** START OF Data for this exercise **

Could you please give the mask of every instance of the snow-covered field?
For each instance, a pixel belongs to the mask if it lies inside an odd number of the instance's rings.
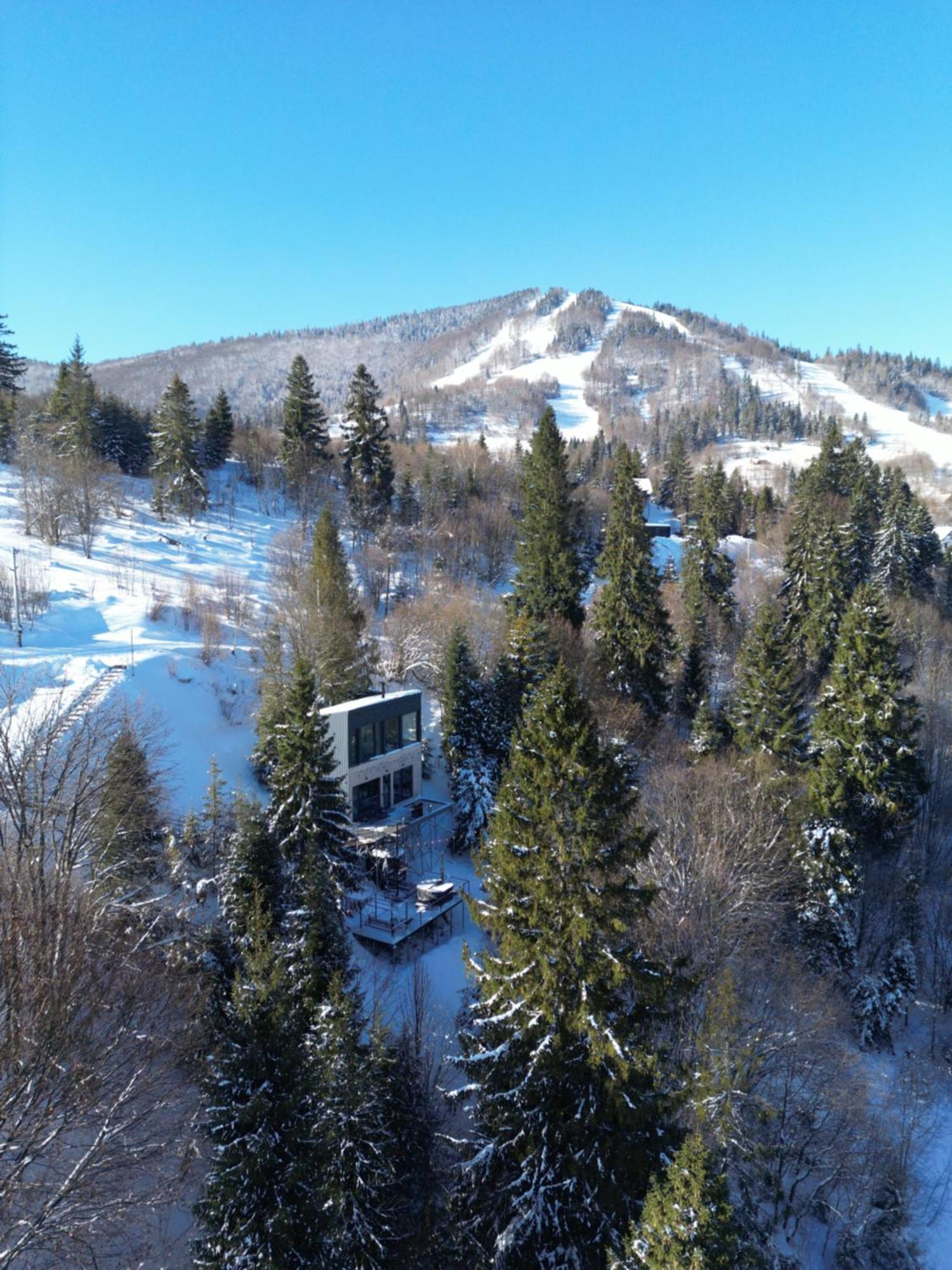
[[[934,465],[935,474],[934,478],[932,474],[919,478],[919,484],[935,494],[948,494],[952,481],[952,434],[915,423],[905,410],[871,401],[844,384],[829,366],[795,361],[793,371],[790,372],[787,364],[762,361],[741,364],[736,357],[724,358],[724,367],[729,373],[737,377],[750,376],[765,399],[798,404],[805,411],[824,410],[839,415],[847,431],[853,419],[864,420],[869,433],[867,439],[869,455],[877,462],[899,461],[909,465],[915,456],[924,456]],[[933,400],[942,401],[941,398]],[[798,469],[806,466],[816,453],[819,442],[812,441],[782,444],[732,441],[725,467],[729,471],[741,467],[744,475],[757,484],[758,467],[762,472],[767,465]],[[769,480],[769,476],[765,479]]]
[[[253,491],[228,469],[216,474],[212,508],[193,525],[160,522],[147,483],[123,479],[122,514],[108,516],[86,560],[76,545],[48,547],[22,533],[18,480],[13,469],[0,467],[0,565],[9,570],[10,549],[18,547],[20,570],[48,583],[50,607],[25,624],[22,649],[3,629],[6,673],[50,685],[69,705],[109,667],[123,667],[114,691],[159,711],[165,723],[174,815],[201,804],[212,754],[231,789],[250,787],[249,638],[226,624],[206,664],[198,621],[183,610],[202,592],[221,593],[227,575],[249,608],[260,606],[269,547],[288,522],[258,511]]]
[[[537,315],[534,306],[527,312],[509,318],[485,348],[468,361],[462,362],[449,375],[434,381],[434,387],[458,387],[470,380],[491,384],[499,378],[537,382],[542,378],[559,381],[559,395],[552,399],[560,429],[580,441],[589,441],[598,433],[598,410],[585,401],[585,372],[598,357],[605,337],[618,324],[623,312],[641,312],[655,318],[664,326],[673,326],[687,334],[685,328],[670,314],[646,309],[644,305],[631,305],[614,301],[605,321],[602,339],[580,353],[550,353],[548,345],[555,339],[559,316],[575,301],[576,293],[569,292],[566,298],[552,312]],[[512,364],[510,364],[512,363]],[[454,441],[468,432],[448,432],[434,437],[437,441]],[[486,443],[493,448],[510,446],[515,439],[510,425],[499,427],[493,420],[486,423]]]

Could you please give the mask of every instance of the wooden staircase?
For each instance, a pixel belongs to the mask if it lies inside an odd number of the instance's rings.
[[[85,716],[103,701],[108,692],[124,678],[124,665],[110,665],[103,671],[99,678],[85,692],[72,702],[66,714],[60,719],[53,729],[53,740],[65,737],[67,732],[76,726]]]

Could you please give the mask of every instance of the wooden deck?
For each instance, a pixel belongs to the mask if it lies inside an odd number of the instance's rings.
[[[456,879],[452,879],[456,881]],[[457,908],[463,911],[468,884],[461,879],[453,892],[440,903],[420,904],[415,897],[404,900],[388,900],[374,897],[368,899],[358,912],[347,918],[347,925],[359,940],[367,940],[391,951],[399,949],[406,940],[430,928],[435,933],[435,923],[440,919],[452,926]]]

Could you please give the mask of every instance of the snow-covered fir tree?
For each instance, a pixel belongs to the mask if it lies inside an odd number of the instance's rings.
[[[344,476],[350,505],[360,527],[383,516],[393,497],[393,458],[387,413],[380,389],[363,364],[357,367],[344,405]]]
[[[93,455],[100,448],[99,394],[79,335],[60,362],[50,414],[57,420],[56,444],[63,453]]]
[[[175,512],[192,519],[204,511],[208,488],[201,442],[202,425],[188,385],[175,375],[152,419],[152,505],[160,516]]]
[[[868,843],[895,839],[927,787],[908,679],[880,591],[858,587],[816,702],[809,787],[820,820]]]
[[[311,368],[298,353],[291,363],[282,405],[281,466],[294,498],[310,503],[315,475],[330,457],[327,415]]]
[[[376,646],[364,635],[367,618],[350,578],[336,521],[324,507],[314,531],[311,580],[316,611],[316,672],[330,705],[362,697],[371,688]]]
[[[515,546],[515,606],[534,621],[561,617],[579,627],[581,591],[579,509],[569,481],[565,441],[555,410],[546,406],[523,460],[522,521]]]
[[[674,632],[651,556],[640,467],[637,451],[632,455],[619,443],[605,544],[597,565],[605,584],[593,606],[592,627],[609,686],[658,716],[668,705]]]
[[[651,1181],[638,1222],[612,1270],[741,1270],[744,1248],[727,1190],[699,1133],[691,1133],[661,1177]]]
[[[859,869],[856,839],[833,820],[809,819],[796,852],[803,875],[797,917],[816,970],[856,965]]]
[[[234,437],[235,417],[231,413],[231,403],[225,389],[218,389],[202,424],[202,462],[206,469],[221,467],[231,453]]]
[[[470,960],[473,1133],[454,1200],[471,1262],[603,1266],[664,1147],[651,1029],[670,979],[637,944],[636,804],[560,663],[517,729],[480,856],[493,949]]]
[[[326,1195],[317,1265],[385,1270],[397,1238],[393,1142],[387,1121],[392,1055],[378,1020],[367,1040],[353,988],[330,984],[308,1046],[319,1091],[314,1119],[322,1147]]]
[[[724,744],[724,735],[715,718],[715,712],[711,709],[711,702],[708,697],[702,697],[701,704],[697,707],[694,720],[691,725],[691,739],[688,740],[688,749],[691,751],[691,757],[697,762],[699,758],[706,758],[708,754],[716,754],[717,751]]]
[[[269,828],[292,869],[324,860],[336,872],[350,831],[314,671],[298,658],[283,693],[269,776]]]
[[[212,1160],[195,1213],[195,1265],[310,1267],[325,1226],[314,1107],[310,1019],[301,1008],[260,897],[216,1019],[206,1082]]]
[[[787,542],[781,597],[793,650],[817,674],[829,665],[849,598],[853,569],[833,513],[816,497],[797,499]]]
[[[762,605],[737,654],[730,705],[734,742],[783,762],[803,757],[806,721],[801,676],[778,607]]]

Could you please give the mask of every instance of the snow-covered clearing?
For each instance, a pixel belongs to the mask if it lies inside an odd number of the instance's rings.
[[[157,712],[165,726],[173,819],[201,806],[213,756],[230,790],[244,787],[264,798],[248,761],[258,695],[246,624],[225,624],[218,652],[208,660],[207,652],[206,659],[202,655],[197,617],[187,620],[183,608],[194,603],[189,583],[199,593],[215,594],[227,573],[249,613],[260,615],[268,594],[269,552],[279,535],[293,528],[293,511],[263,512],[254,490],[237,479],[235,465],[212,475],[212,505],[192,525],[159,521],[147,481],[123,479],[122,488],[123,514],[104,521],[88,560],[76,545],[48,547],[22,532],[19,475],[0,466],[0,565],[9,570],[10,550],[17,547],[22,573],[42,578],[50,588],[47,611],[24,622],[22,649],[10,627],[0,626],[4,672],[17,677],[24,698],[56,695],[69,707],[110,668],[121,667],[108,681],[112,700],[122,693],[131,705]],[[424,732],[435,756],[434,779],[424,782],[424,795],[446,799],[447,776],[438,757],[439,707],[429,693],[424,693]],[[468,859],[447,857],[444,866],[476,892]],[[452,932],[439,940],[411,941],[397,961],[355,944],[368,992],[377,996],[386,989],[386,1008],[397,1013],[413,964],[425,954],[442,1044],[454,1031],[466,982],[463,939],[481,946],[479,928],[457,911]]]
[[[915,423],[905,410],[871,401],[844,384],[829,366],[801,361],[793,361],[792,366],[793,371],[788,372],[784,363],[751,361],[745,366],[736,357],[724,358],[724,367],[729,373],[749,376],[765,399],[800,404],[805,411],[825,410],[840,415],[845,423],[854,418],[864,419],[871,434],[869,455],[877,462],[908,462],[916,455],[924,455],[941,475],[952,471],[952,434]],[[757,458],[767,457],[768,462],[777,466],[803,466],[819,450],[811,442],[791,442],[777,447],[759,441],[731,444],[746,447],[745,453],[741,451],[745,475]],[[737,466],[737,462],[732,466]]]
[[[655,318],[664,326],[673,326],[687,334],[685,328],[669,314],[644,305],[626,301],[613,301],[612,311],[605,320],[600,339],[580,353],[548,353],[548,345],[555,339],[559,316],[575,301],[576,293],[569,292],[566,298],[552,312],[538,316],[534,306],[524,314],[509,318],[485,348],[468,361],[462,362],[449,375],[434,381],[434,387],[458,387],[470,380],[479,378],[486,384],[495,380],[512,378],[524,382],[537,382],[543,378],[559,381],[559,395],[552,398],[556,420],[566,437],[590,441],[598,434],[598,410],[585,400],[585,372],[598,357],[605,337],[617,326],[622,314],[640,312]],[[486,423],[486,443],[491,448],[512,446],[515,433],[512,425]],[[447,442],[466,437],[468,431],[434,434],[434,441]]]
[[[123,479],[123,513],[104,521],[86,560],[76,545],[50,547],[23,535],[19,476],[0,467],[0,564],[9,570],[18,547],[20,569],[50,587],[50,607],[24,624],[22,649],[11,631],[0,635],[0,662],[24,687],[57,692],[63,705],[109,667],[124,667],[114,691],[159,711],[168,728],[174,815],[201,804],[212,756],[231,789],[254,786],[248,634],[225,624],[218,649],[206,649],[203,660],[197,615],[188,613],[197,594],[220,594],[225,585],[246,607],[260,606],[269,547],[291,523],[260,512],[234,474],[234,465],[215,474],[212,507],[192,525],[162,523],[149,504],[149,483]]]

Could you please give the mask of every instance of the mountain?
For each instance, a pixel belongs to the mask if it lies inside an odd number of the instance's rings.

** END OF Data for this exercise **

Work to do | Starting at the line that contains "of the mountain?", output each remaining line of the listing, the last line included, exactly as it appears.

Answer below |
Could you please give the mask of every instance of the mountain?
For each instance, a pixel belongs to the mask if it lies inside an odd number of the instance's rings.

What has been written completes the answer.